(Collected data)
--

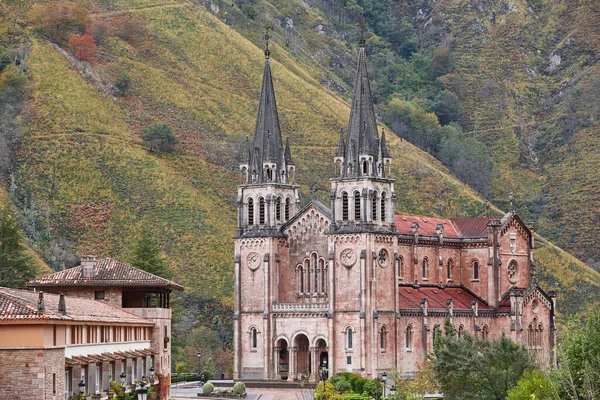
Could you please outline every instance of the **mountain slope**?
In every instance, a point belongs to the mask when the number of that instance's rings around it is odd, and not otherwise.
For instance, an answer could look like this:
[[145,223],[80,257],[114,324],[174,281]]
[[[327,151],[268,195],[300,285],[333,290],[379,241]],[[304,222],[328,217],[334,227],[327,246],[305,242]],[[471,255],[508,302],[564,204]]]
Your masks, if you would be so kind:
[[[316,9],[286,4],[301,8],[307,20],[324,19]],[[101,3],[88,6],[95,20],[139,16],[148,41],[132,45],[109,35],[101,46],[91,66],[97,79],[110,85],[124,71],[133,78],[131,95],[113,98],[98,90],[97,81],[86,80],[89,75],[55,46],[24,33],[32,42],[30,98],[11,184],[13,201],[35,227],[28,234],[48,261],[64,252],[127,260],[145,225],[161,243],[174,279],[189,294],[230,304],[234,154],[253,130],[262,51],[194,3],[115,1],[111,10]],[[26,10],[12,12],[19,20]],[[343,57],[354,54],[351,47]],[[298,183],[306,193],[317,181],[327,193],[338,130],[347,122],[349,107],[338,92],[321,84],[327,72],[319,62],[305,57],[279,42],[272,45],[282,130],[290,137]],[[159,156],[143,146],[141,130],[159,121],[168,122],[180,138],[178,154]],[[390,137],[388,145],[398,212],[480,212],[476,193],[433,157],[398,138]],[[326,194],[321,198],[326,201]],[[560,249],[540,244],[536,257],[546,285],[559,290],[565,311],[585,310],[587,303],[570,300],[583,293],[574,286],[597,294],[600,275]]]

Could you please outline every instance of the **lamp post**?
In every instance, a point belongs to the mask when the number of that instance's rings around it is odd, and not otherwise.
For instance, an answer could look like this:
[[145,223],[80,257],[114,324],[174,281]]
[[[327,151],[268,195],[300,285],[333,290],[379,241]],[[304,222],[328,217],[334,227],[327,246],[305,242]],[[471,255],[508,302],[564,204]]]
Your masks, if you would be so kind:
[[85,393],[85,382],[83,381],[83,379],[81,379],[79,381],[79,384],[77,385],[79,386],[79,394],[84,394]]
[[137,394],[137,400],[146,400],[148,398],[148,388],[144,386],[146,386],[146,382],[141,381],[140,387],[135,391]]
[[392,384],[392,386],[390,386],[390,395],[392,396],[392,398],[394,398],[395,394],[396,394],[396,385]]
[[127,376],[125,375],[125,371],[121,372],[121,375],[119,375],[119,378],[121,378],[121,387],[125,387],[125,379],[127,378]]
[[154,383],[154,365],[150,367],[148,372],[150,372],[150,382]]
[[385,385],[387,383],[387,372],[383,371],[383,374],[381,374],[381,383],[383,385],[383,398],[385,399],[386,396],[386,390],[385,390]]
[[321,380],[322,381],[327,380],[327,359],[326,358],[323,359],[323,365],[321,366]]
[[[202,353],[198,352],[196,354],[196,357],[198,358],[198,373],[202,373],[202,366],[200,365],[200,358],[202,357]],[[202,378],[200,378],[202,380]]]

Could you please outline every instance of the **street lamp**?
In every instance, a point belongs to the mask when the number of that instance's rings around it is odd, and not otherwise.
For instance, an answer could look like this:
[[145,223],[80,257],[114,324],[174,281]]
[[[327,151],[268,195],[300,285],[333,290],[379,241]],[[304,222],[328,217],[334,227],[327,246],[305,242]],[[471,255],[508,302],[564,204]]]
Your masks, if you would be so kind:
[[79,384],[77,386],[79,386],[79,394],[84,394],[85,393],[85,382],[83,381],[83,379],[81,379],[79,381]]
[[385,399],[386,396],[386,392],[385,392],[385,385],[387,383],[387,372],[383,371],[383,374],[381,374],[381,383],[383,384],[383,398]]
[[326,358],[323,359],[323,365],[321,366],[321,380],[322,381],[327,380],[327,359]]
[[154,365],[152,365],[148,371],[150,372],[150,381],[154,382]]
[[202,371],[202,366],[200,365],[200,357],[202,357],[202,353],[198,352],[196,354],[196,357],[198,357],[198,373],[201,373]]
[[392,384],[392,386],[390,386],[390,395],[393,398],[395,394],[396,394],[396,385]]
[[137,393],[137,400],[146,400],[148,398],[148,388],[146,386],[146,382],[140,382],[140,387],[135,391]]
[[121,375],[119,375],[119,378],[121,378],[121,387],[125,387],[125,379],[127,379],[127,376],[125,375],[125,371],[121,372]]

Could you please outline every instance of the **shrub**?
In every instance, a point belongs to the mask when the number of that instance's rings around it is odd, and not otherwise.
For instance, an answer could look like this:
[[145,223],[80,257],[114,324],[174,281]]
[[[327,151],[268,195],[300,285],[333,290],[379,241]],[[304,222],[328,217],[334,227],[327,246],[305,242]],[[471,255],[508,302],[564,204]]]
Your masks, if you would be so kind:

--

WHAT THIS TASK INVOLVES: Exclude all images and restate the records above word for word.

RESPONSE BELOW:
Could you please outline every instance of the **mountain slope**?
In every instance, a point belongs to the mask when the number of that instance's rings around it is odd, and not otherwise.
For instance, an answer could look like this:
[[145,223],[80,257],[114,324],[174,281]]
[[[327,151],[268,195],[300,285],[333,290],[379,241]],[[304,222],[328,217],[334,227],[327,246],[305,242]],[[471,255],[508,302],[564,204]]]
Your masks, if you would be so kind:
[[[316,9],[286,4],[301,8],[307,20],[324,19]],[[101,3],[88,6],[95,20],[139,16],[148,41],[132,45],[109,35],[101,46],[91,66],[97,79],[110,85],[124,71],[133,78],[131,95],[113,98],[98,90],[97,81],[86,80],[89,75],[55,46],[24,33],[32,42],[30,98],[11,184],[13,201],[35,227],[28,234],[48,261],[64,252],[127,260],[145,225],[161,243],[174,279],[189,294],[230,304],[234,154],[253,130],[262,51],[194,3],[115,1],[111,10]],[[26,10],[12,12],[19,20]],[[343,57],[354,54],[351,47]],[[298,183],[306,193],[317,181],[327,193],[338,130],[347,122],[349,107],[338,92],[321,84],[327,72],[319,62],[305,57],[279,42],[272,45],[282,130],[290,137]],[[159,156],[143,146],[141,130],[159,121],[168,122],[180,138],[178,154]],[[390,137],[388,145],[398,212],[480,212],[476,193],[433,157],[398,138]],[[326,194],[321,198],[326,201]],[[560,249],[540,244],[536,257],[546,285],[559,290],[565,311],[585,310],[587,303],[570,300],[583,293],[574,286],[597,294],[600,275]]]

Could you please outline every instance of the **lamp post**?
In every instance, a point belongs to the mask when the number of that instance's rings around it is odd, and not otherwise.
For instance, an answer could look like this:
[[145,223],[80,257],[114,324],[174,281]]
[[[327,151],[268,195],[300,285],[333,290],[379,241]],[[304,222],[328,217],[334,227],[327,246],[305,242]],[[471,255],[508,302],[564,204]]]
Your masks, if you would be so kind:
[[85,393],[85,382],[83,381],[83,379],[81,379],[79,381],[79,384],[77,385],[79,386],[79,394],[84,394]]
[[137,394],[137,400],[146,400],[148,398],[148,388],[144,386],[146,386],[146,382],[141,381],[140,387],[135,391]]
[[392,384],[392,386],[390,386],[390,395],[392,396],[392,398],[394,398],[395,394],[396,394],[396,385]]
[[127,376],[125,375],[125,371],[121,372],[121,375],[119,375],[119,378],[121,378],[121,387],[125,387],[125,379],[127,378]]
[[154,383],[154,365],[150,367],[148,372],[150,372],[150,382]]
[[385,385],[387,383],[387,372],[383,371],[383,374],[381,374],[381,383],[383,385],[383,398],[385,399],[386,396],[386,390],[385,390]]
[[321,380],[322,381],[327,380],[327,359],[326,358],[323,359],[323,365],[321,366]]
[[[202,353],[198,352],[196,354],[196,357],[198,358],[198,373],[202,373],[202,366],[200,365],[200,358],[202,357]],[[202,378],[200,378],[202,380]]]

Could you please outline every instance of the **street lamp**?
In every instance, a point belongs to the mask when the number of that instance's rings around it is odd, and not otherwise.
For instance, an answer could look like this:
[[145,223],[80,257],[114,324],[174,281]]
[[[327,151],[268,195],[300,285],[333,290],[379,241]],[[304,222],[328,217],[334,227],[327,246],[305,242]],[[471,255],[508,302],[564,204]]]
Your masks, if you would be so kind:
[[79,384],[77,386],[79,386],[79,394],[84,394],[85,393],[85,382],[83,381],[83,379],[81,379],[79,381]]
[[385,399],[386,396],[386,392],[385,392],[385,385],[387,383],[387,372],[383,371],[383,374],[381,374],[381,383],[383,384],[383,398]]
[[326,358],[323,359],[323,365],[321,366],[321,380],[322,381],[327,380],[327,359]]
[[154,365],[152,365],[148,371],[150,372],[150,381],[154,382]]
[[202,371],[202,366],[200,365],[200,357],[202,357],[202,353],[198,352],[196,354],[196,357],[198,357],[198,373],[201,373]]
[[392,384],[392,386],[390,386],[390,395],[393,398],[395,394],[396,394],[396,385]]
[[137,393],[137,400],[146,400],[148,398],[148,388],[146,386],[146,382],[140,382],[140,387],[135,391]]
[[121,375],[119,375],[119,378],[121,378],[121,387],[125,387],[125,379],[127,379],[127,376],[125,375],[125,371],[121,372]]

Could you please outline every instance of the **shrub**?
In every instance, a point belongs to the mask when the number of that instance's rings around it is odd, and not otherwise.
For instance, an answer could look like this:
[[145,223],[80,257],[114,324],[174,281]]
[[[327,151],[268,195],[300,285],[333,290],[379,241]],[[304,222],[328,217],[334,227],[327,246],[305,242]],[[471,255],[508,302],[564,204]]]
Your masks, if you would be so kind:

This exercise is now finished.